» EXERCISE AIM
Return each line of the data below exactly, omitting any pictures.

Extracted records:
■ ■ ■

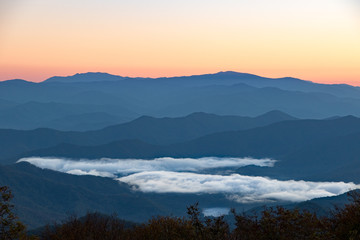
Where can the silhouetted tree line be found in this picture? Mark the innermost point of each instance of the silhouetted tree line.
(272, 224)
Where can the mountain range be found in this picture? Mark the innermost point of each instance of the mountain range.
(92, 101)
(310, 130)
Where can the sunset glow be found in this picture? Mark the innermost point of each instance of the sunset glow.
(312, 40)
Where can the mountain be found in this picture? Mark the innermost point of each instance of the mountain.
(148, 129)
(227, 78)
(64, 116)
(224, 93)
(305, 149)
(86, 77)
(43, 196)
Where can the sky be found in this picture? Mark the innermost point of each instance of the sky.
(316, 40)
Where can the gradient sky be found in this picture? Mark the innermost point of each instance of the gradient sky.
(317, 40)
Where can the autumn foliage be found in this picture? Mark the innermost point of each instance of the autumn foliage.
(272, 224)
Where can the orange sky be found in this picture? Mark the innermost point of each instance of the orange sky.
(317, 40)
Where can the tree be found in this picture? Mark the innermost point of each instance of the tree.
(10, 227)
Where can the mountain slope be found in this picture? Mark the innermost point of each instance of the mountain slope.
(306, 149)
(148, 129)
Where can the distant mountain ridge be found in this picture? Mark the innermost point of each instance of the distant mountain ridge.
(321, 150)
(148, 129)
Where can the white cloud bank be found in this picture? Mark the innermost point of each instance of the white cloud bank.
(106, 167)
(181, 175)
(215, 212)
(238, 187)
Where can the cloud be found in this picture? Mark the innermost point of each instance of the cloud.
(110, 167)
(182, 175)
(215, 212)
(237, 187)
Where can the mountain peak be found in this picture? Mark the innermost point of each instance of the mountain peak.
(86, 77)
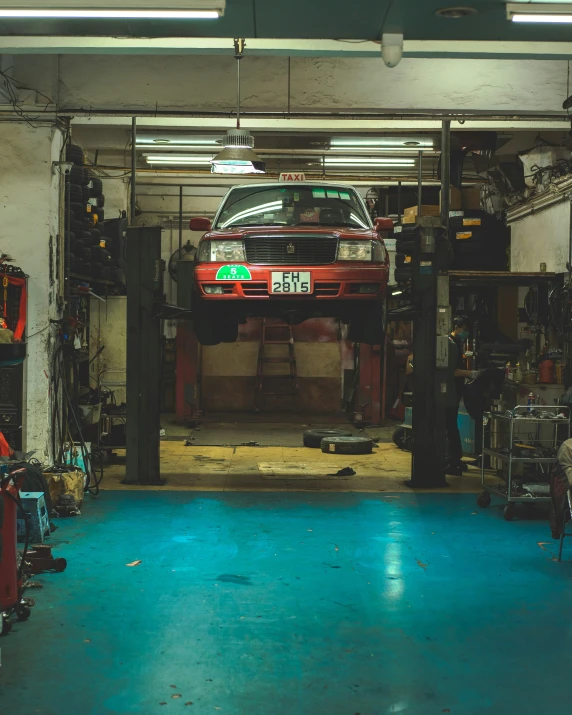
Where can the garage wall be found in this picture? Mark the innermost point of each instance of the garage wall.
(194, 82)
(29, 215)
(229, 371)
(542, 237)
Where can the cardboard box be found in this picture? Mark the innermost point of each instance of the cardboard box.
(66, 483)
(455, 199)
(426, 210)
(471, 199)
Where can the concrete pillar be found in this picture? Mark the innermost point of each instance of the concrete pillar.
(29, 217)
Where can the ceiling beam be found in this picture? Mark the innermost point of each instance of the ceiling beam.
(466, 49)
(326, 125)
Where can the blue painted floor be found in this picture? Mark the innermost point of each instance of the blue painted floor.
(295, 604)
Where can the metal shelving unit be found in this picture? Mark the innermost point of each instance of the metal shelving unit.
(510, 435)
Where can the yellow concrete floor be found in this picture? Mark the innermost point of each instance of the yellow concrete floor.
(283, 469)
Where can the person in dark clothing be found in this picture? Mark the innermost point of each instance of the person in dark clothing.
(457, 340)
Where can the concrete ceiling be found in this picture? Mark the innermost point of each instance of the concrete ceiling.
(324, 19)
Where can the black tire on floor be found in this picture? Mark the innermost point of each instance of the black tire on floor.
(313, 438)
(347, 445)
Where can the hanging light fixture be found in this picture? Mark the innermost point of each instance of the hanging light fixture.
(237, 156)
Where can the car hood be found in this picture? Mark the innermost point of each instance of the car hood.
(348, 233)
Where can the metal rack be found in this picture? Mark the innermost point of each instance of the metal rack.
(510, 434)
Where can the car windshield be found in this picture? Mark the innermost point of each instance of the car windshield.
(293, 205)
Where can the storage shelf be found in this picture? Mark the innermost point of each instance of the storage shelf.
(537, 420)
(516, 499)
(508, 458)
(89, 279)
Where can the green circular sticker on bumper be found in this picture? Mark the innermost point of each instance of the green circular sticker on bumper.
(233, 273)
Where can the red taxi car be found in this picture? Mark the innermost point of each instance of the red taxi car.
(293, 250)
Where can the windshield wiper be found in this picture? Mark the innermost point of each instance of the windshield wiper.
(319, 223)
(246, 225)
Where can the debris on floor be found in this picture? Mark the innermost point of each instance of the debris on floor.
(345, 472)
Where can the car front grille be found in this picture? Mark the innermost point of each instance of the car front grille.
(255, 289)
(297, 250)
(324, 289)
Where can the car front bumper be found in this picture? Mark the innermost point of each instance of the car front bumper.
(335, 281)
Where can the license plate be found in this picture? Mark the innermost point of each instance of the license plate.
(289, 282)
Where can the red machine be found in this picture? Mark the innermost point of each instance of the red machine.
(10, 584)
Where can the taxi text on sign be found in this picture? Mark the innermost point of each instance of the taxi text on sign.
(292, 177)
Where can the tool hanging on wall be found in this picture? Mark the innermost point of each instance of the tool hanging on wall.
(3, 322)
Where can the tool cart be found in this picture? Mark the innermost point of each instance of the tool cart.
(522, 445)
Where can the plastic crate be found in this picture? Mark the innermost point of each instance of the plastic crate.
(34, 504)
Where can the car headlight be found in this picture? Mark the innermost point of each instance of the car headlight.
(379, 252)
(355, 251)
(222, 252)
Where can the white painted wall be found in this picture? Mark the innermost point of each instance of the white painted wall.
(29, 216)
(543, 237)
(194, 82)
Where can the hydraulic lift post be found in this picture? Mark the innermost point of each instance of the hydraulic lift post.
(144, 293)
(431, 326)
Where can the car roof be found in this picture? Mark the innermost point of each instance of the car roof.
(282, 184)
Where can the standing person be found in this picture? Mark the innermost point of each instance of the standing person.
(457, 340)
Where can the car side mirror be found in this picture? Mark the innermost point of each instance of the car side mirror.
(200, 223)
(383, 224)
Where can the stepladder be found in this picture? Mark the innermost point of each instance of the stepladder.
(277, 375)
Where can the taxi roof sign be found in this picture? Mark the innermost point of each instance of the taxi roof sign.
(292, 176)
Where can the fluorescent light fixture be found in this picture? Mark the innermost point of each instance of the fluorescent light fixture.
(114, 10)
(177, 147)
(366, 161)
(539, 12)
(411, 143)
(174, 159)
(176, 141)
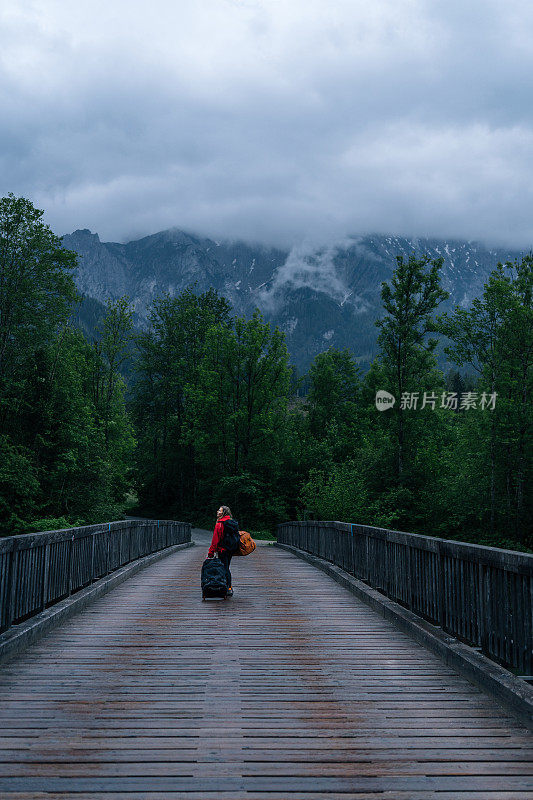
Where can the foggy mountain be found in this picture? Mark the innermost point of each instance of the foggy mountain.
(318, 296)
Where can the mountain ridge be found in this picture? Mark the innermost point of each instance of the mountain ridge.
(319, 296)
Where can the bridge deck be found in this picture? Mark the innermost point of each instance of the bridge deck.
(292, 689)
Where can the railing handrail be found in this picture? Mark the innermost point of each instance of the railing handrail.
(40, 569)
(482, 595)
(486, 553)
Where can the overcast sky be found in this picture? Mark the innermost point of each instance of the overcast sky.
(278, 121)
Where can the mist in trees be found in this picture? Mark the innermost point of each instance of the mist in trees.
(201, 407)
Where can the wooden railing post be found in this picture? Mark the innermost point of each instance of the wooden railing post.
(481, 595)
(46, 569)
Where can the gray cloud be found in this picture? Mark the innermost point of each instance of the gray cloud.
(275, 121)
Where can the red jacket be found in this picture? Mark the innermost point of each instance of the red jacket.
(218, 533)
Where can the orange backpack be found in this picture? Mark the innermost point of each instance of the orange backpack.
(247, 544)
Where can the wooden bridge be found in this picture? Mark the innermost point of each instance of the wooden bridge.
(293, 689)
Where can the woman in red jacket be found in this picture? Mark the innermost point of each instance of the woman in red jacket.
(223, 513)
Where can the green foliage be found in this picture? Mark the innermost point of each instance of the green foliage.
(64, 452)
(216, 415)
(210, 404)
(495, 338)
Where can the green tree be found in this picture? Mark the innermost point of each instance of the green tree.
(495, 338)
(407, 354)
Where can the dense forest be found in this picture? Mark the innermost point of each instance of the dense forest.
(203, 408)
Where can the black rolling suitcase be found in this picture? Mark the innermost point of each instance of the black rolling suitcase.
(214, 582)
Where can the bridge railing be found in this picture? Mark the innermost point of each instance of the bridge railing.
(40, 569)
(481, 595)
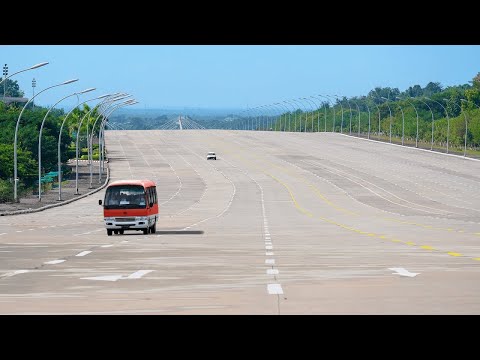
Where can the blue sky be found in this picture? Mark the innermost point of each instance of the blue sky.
(235, 76)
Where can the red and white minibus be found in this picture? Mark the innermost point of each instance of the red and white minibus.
(130, 205)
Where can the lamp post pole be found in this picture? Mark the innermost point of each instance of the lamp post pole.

■ ■ ■

» OUTPUT OF THE EXERCISE
Where can the silhouetted tree line be found in this picture? Mark the innermost point of each instance of the silhouetted tree line.
(272, 224)
Where can the mountain range be found in this picture? Mark the innermost point of each instance of the mountain range.
(92, 101)
(310, 130)
Where can the sunset glow be found in this picture? Mark the innermost point of each instance of the sunset glow.
(312, 40)
Where can the mountain be found in this picture? Mark the innermost point of each instance of the mountain.
(148, 129)
(227, 78)
(64, 116)
(224, 93)
(305, 149)
(86, 77)
(43, 196)
Where can the sky be found in this picture? Mark the innermost point of each instance of the sky.
(316, 40)
Where can the gradient sky be found in this picture? Mark the innermost point of each instance of the gradient sky.
(317, 40)
Where can the autumn foliage be found in this picture? Mark the innermost point of each instance of the autumn foliage.
(272, 224)
Where can the orange sky be found in this picture? Mark the innermost point of each instance of the orange sky.
(317, 40)
Where can the tree be found in this picture? Mark the innermost point of each instance of the tree.
(10, 227)
Where can the mountain slope be found in this picture? Mark the innermost point of each instance of the mountain slope.
(306, 149)
(148, 129)
Where can the distant mountain ridge be found in this picture? Mark the innermost point of each instance of the distant mountain ridge.
(321, 150)
(148, 129)
Where can the white cloud bank be found in this picture? Mark the innermost point of each instance of the white cloud bank.
(106, 167)
(181, 175)
(215, 212)
(238, 187)
Where can the cloud be found in this picture? Mark the innermost point of each instance of the cloud.
(110, 167)
(182, 175)
(215, 212)
(237, 187)
Where can the mountain peak be found in this picture? Mark the innermost point of each instance of the mountain peak.
(86, 77)
Where can the garage wall be found in this picture? Mark the innermost point of each instance of the garage wall.
(194, 82)
(29, 215)
(229, 371)
(542, 237)
Where can the cardboard box be found in this picture? Mark the innermost point of each instance of the cardboard box.
(66, 483)
(455, 199)
(426, 210)
(471, 199)
Where can the concrete pillar be found in this picture? Mark the innermost point of each instance of the concrete pillar.
(29, 217)
Where can the ceiling beam be found in this picture? Mark the innermost point of each instance of the ceiling beam.
(466, 49)
(326, 125)
Where can the blue painted floor be found in this picture? Mark the innermost point of each instance of the blue painted floor.
(295, 604)
Where can the metal shelving unit be found in this picture? Mark the innermost point of each instance of the metal shelving unit.
(510, 435)
Where can the yellow concrete floor be found in this picture? Mark the innermost point of each instance of the yellow concrete floor.
(283, 469)
Where can the person in dark clothing be found in this picture? Mark the innermost point of each instance of the person in dark clothing.
(457, 340)
Where can the concrete ceiling be found in this picture? Mark the innermost point of each instance of the concrete ceiling.
(324, 19)
Where can the black tire on floor be found in this picture? Mark the innermost point of each instance of the black tire on floor.
(313, 438)
(347, 445)
Where can the hanging light fixture be found in this picture? Mark the innermost point of each instance of the hanging light fixture.
(237, 156)
Where can the car hood be found in this picture? Mark the innermost point of each instance of the car hood.
(348, 233)
Where can the metal rack be found in this picture? Mark the innermost point of each instance of the metal rack.
(510, 434)
Where can the car windshield be found in this picture? Mark the innermost point of each instance of the car windshield.
(293, 205)
Where can the storage shelf be found in this picture? Mark the innermost point of each instance of the storage shelf.
(537, 420)
(516, 499)
(508, 458)
(89, 279)
Where can the green circular sticker on bumper be found in this picture? Mark the innermost point of each instance of the green circular sticker on bumper.
(233, 273)
Where can the red taxi car be found in this picture? Mark the innermost point of each instance of the red taxi car.
(293, 250)
Where can the windshield wiper be found in this picture? Mark the innermost point of each instance of the windshield wiper.
(319, 223)
(246, 225)
Where can the debris on floor be found in this picture? Mark the innermost point of each instance of the debris on floor.
(345, 472)
Where can the car front grille be found in this picture? Mark the innermost point of each instance of the car front grille.
(255, 289)
(297, 250)
(324, 289)
Where can the car front bumper be found in this picture? Mark the innermost point of each instance of the car front bumper.
(335, 281)
Where can the license plate be found in this picture? Mark the innermost point of each instance of the license plate.
(289, 282)
Where can the red machine be found in this picture? Mark the innermost point of each instance of the red machine.
(10, 584)
Where can the taxi text on sign be found in this picture? Mark the innermost point of each instance of the taxi text on sign.
(292, 177)
Where can the tool hanging on wall be found in this picture? Mark the innermost point of each instance of the tool hanging on wall.
(3, 322)
Where can the tool cart be found in this picture? Mark the innermost point of each instance of the tool cart.
(522, 445)
Where can the plastic crate be found in this picture? Mark the innermost point of each instance of the plastic crate.
(34, 504)
Where can the car headlight be found in this picture? Mark the innermost point of each instance of the car headlight.
(379, 252)
(355, 251)
(222, 252)
Where can the white painted wall be found in this picture? Mark the innermost point of each instance of the white painted wall.
(29, 216)
(543, 237)
(194, 82)
Where can the hydraulic lift post be found in this picture? Mark the innermost point of each instance of the hydraulic lift post.
(144, 293)
(431, 326)
Where can the car roof be found in this picture? Mark the innermost point of each instance of the car roof.
(282, 184)
Where can the standing person be found in this picture? Mark the innermost point of each instance of the standing person.
(457, 340)
Where can the car side mirror be found in this picture? Mark the innermost point of each instance of the car side mirror.
(200, 223)
(383, 224)
Where can the stepladder be found in this picture? Mark the innermost point of each instance of the stepladder.
(277, 375)
Where can the taxi roof sign be found in this picture? Mark the innermost point of each instance of the taxi roof sign.
(292, 176)
Where can the fluorescent light fixture be found in this picture? Mark the innermost point of each instance of the fluorescent light fixture.
(114, 10)
(177, 147)
(366, 161)
(539, 12)
(411, 143)
(174, 159)
(176, 141)
Where can the foggy mountain be found in this picture? Mark the innermost point of each instance of the foggy mountain.
(318, 296)
Where can the mountain ridge be found in this picture? Mark the innermost point of each instance of the mountain ridge.
(319, 296)
Where can the bridge deck be found in this picture? Mark the innermost point of each instance of the bridge deck.
(292, 689)
Where can the railing handrail be found in this picture? Mark the innermost point of each instance of the railing handrail.
(40, 569)
(482, 595)
(486, 553)
Where can the overcast sky be found in this picture? Mark the innermost point of each instance of the overcast sky.
(278, 121)
Where can the mist in trees be found in this picture? Mark the innermost point of each instance of the mist in trees.
(201, 407)
Where can the wooden railing post be found in this picture? Mark the innermost point of each instance of the wooden railing post.
(481, 595)
(46, 569)
Where can the gray cloud be found in this picture? Mark the innermost point of each instance of the gray cloud.
(275, 121)
Where can the red jacket be found in this picture? Mark the innermost point of each instance of the red jacket.
(218, 533)
Where can the orange backpack be found in this picture? Mark the innermost point of each instance of the orange backpack.
(247, 544)
Where can the wooden bridge be found in this picture? Mark the innermost point of each instance of the wooden bridge.
(293, 689)
Where can the woman in red jacket be found in this picture? Mark the innermost point of each instance of the woman in red jacket.
(223, 513)
Where can the green foliage be found in this picture? Mark the innermost point of each instance of the green foliage.
(64, 452)
(216, 415)
(210, 404)
(495, 338)
Where can the green tree be found in this picture? Mark the innermost point of each instance of the green tree.
(495, 338)
(407, 354)
Where can the dense forest be found in this picture? Mark the innermost point of each instance of the dense forest.
(203, 408)
Where can the black rolling suitcase be found in this picture? Mark the innermost point of each instance of the black rolling suitcase.
(214, 582)
Where can the bridge railing be found in this picture? Mark the innermost point of each instance of the bridge railing.
(40, 569)
(481, 595)
Where can the blue sky be found in this picture? Mark the innermost point of each instance of the blue sky.
(235, 76)
Where can the red and white minibus be found in this picture? Mark the innermost point of each instance of the red and white minibus.
(130, 205)
Where can the lamp post pole be found in this picture? Mark the innermost point of each instance of the lamp post pole.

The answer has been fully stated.